─── TEXTE EXTRAIT
Elles considèrent enfin que les honoraires doivent être ramenés à 66,66 € HT correspondant au coût unitaire d'une convention intra-groupe.

Dans leur dernier mémoire déposé lors de l'audience, les sociétés Prosol support et Prosol gestion relèvent que la lettre de mission a été adressée par le cabinet CJA à la société Prosol gestion alors que la facture d'honoraires contestée a été adressée à la société Prosol support.

Elle soutiennent que le signataire de la lettre de mission, n'étant pas le représentant légal de la société Prosol, ne pouvait engager la société. Elles estiment ainsi que la demande de taxation ne peut être tranchée tant que la problématique liée à l'absence de mandat n'a pas fait l'objet d'une décision.

Elles invoquent l'existence d'une réticence dolosive concernant la signature de la convention d'honoraires, justifiant son annulation.

Elles soulignent le montant particulièrement élevé du montant des honoraires au regard des diligences à accomplir.
──────
─── INFORMATIONS FOURNIES
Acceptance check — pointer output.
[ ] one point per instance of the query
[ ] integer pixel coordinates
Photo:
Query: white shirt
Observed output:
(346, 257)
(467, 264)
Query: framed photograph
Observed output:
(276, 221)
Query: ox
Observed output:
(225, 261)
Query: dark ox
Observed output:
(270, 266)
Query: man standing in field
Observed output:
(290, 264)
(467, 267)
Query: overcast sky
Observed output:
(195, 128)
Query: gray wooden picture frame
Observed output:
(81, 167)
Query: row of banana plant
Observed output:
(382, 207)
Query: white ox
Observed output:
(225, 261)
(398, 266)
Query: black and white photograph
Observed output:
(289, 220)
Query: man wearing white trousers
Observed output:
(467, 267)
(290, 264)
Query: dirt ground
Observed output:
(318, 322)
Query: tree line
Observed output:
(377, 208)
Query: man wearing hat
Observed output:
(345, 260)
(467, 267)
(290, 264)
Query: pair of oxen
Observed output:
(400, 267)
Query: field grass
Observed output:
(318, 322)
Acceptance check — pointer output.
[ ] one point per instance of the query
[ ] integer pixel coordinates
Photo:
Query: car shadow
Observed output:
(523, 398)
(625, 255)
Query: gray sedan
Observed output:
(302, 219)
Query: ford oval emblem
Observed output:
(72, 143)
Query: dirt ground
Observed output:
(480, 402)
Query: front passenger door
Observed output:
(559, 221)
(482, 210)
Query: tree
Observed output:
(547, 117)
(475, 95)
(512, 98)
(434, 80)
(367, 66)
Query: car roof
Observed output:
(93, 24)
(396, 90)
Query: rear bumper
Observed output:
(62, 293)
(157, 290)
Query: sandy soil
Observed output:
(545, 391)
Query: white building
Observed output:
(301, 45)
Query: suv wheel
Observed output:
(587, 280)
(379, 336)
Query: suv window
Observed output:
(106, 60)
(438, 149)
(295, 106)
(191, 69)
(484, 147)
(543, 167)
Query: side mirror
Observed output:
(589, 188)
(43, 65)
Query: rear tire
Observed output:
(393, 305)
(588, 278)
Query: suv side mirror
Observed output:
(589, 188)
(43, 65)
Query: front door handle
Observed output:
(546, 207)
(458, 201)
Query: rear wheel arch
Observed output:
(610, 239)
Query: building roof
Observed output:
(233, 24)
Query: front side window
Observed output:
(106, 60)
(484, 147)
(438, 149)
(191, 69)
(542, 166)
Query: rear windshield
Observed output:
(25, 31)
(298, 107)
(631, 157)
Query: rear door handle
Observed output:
──────
TÂCHES À RÉALISER »
A: Pour chacune des affirmations suivantes, indiquez par oui ou par non si elle concorde avec le texte extrait, en citant à l'identique les mots du texte qui tranchent : (i) la lettre de mission a été adressée par le cabinet CJA à la société Prosol support ; (ii) les sociétés estiment que les honoraires doivent être ramenés à 66,66 € HT ; (iii) les sociétés invoquent une réticence dolosive pour justifier l'annulation de la convention d'honoraires.
B: Selon le texte extrait, à quelle société la facture d'honoraires contestée a-t-elle été adressée ?

RÉPONSES AUX TÂCHES »
A:
(i) Non : « la lettre de mission a été adressée par le cabinet CJA à la société Prosol gestion ».
(ii) Oui : « les honoraires doivent être ramenés à 66,66 € HT ».
(iii) Oui : « Elles invoquent l'existence d'une réticence dolosive concernant la signature de la convention d'honoraires, justifiant son annulation ».

B: À la société Prosol support.